Texte d'étude:
——
La cour reprend un extrait des travaux préparatoires explicitant la volonté du législateur, celui-ci renvoyant à l’activité exercée (entamée ou étendue) dans l’une des entreprises des secteurs cruciaux ou dans les services essentiels.
Deux exemples sont donnés, étant celui d’une collaboratrice d’une entreprise de pompes funèbres et celui d’un infirmier pensionné qui n’exerce plus d’activité professionnelle et qui vu le grand nombre de malades admis dans la clinique où il était occupé autrefois offre de reprendre le travail dans celle-ci pendant cette période.
——
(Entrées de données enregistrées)
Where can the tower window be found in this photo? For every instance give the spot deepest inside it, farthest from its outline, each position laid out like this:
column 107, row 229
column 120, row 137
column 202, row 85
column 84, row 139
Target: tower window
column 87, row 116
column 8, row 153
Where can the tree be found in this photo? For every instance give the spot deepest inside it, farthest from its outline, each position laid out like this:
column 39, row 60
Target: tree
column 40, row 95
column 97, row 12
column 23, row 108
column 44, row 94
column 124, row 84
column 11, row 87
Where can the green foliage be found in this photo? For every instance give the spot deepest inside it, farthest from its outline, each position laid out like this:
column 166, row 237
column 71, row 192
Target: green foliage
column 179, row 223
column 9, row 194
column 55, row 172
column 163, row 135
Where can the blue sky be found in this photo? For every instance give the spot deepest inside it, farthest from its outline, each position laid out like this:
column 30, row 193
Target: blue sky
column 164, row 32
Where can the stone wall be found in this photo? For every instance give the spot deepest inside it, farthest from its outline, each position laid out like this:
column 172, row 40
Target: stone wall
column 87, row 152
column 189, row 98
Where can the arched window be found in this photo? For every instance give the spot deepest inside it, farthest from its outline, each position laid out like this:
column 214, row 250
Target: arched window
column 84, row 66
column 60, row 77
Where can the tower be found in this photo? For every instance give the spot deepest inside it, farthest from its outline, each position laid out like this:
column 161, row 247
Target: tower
——
Mise en pratique:
1. Dans l'extrait sur les travaux préparatoires, à quoi le législateur renvoie-t-il ?
2. Relevez toutes les informations que l'extrait sur les travaux préparatoires fournit au sujet de l'infirmier.
3. Poursuivez l'extrait sur les travaux préparatoires à partir de sa dernière phrase.

Réponses par numéro:
1. À l'activité exercée (entamée ou étendue) dans l'une des entreprises des secteurs cruciaux ou dans les services essentiels.

2.
- Il est pensionné.
- Il n'exerce plus d'activité professionnelle.
- Il était autrefois occupé dans une clinique.
- Un grand nombre de malades sont admis dans cette clinique.
- Il offre de reprendre le travail dans celle-ci pendant cette période.

3.
La cour souligne également l’intervention d’un membre de la commission parlementaire ad hoc, qui a précisé que dans le cadre de la crise du COVID toute aide était la bienvenue et qu’il était une bonne chose assouplir temporairement les règles de cumul de manière à ce que les pensionnés puissent être occupés dans les métiers essentiels. Il fut également relevé par un autre membre que ces pensionnés prenaient des risques, ce qui ne pouvait être sanctionné.
Après ce rappel législatif, la cour examine la situation de l’intimé, constatant que celui-ci a presté dans un secteur qualifié d’essentiel pour la nation. Elle relève que la situation particulière des pensionnés occupés dans le cadre de contrats à durée déterminée n’a pas expressément été abordée par le législateur.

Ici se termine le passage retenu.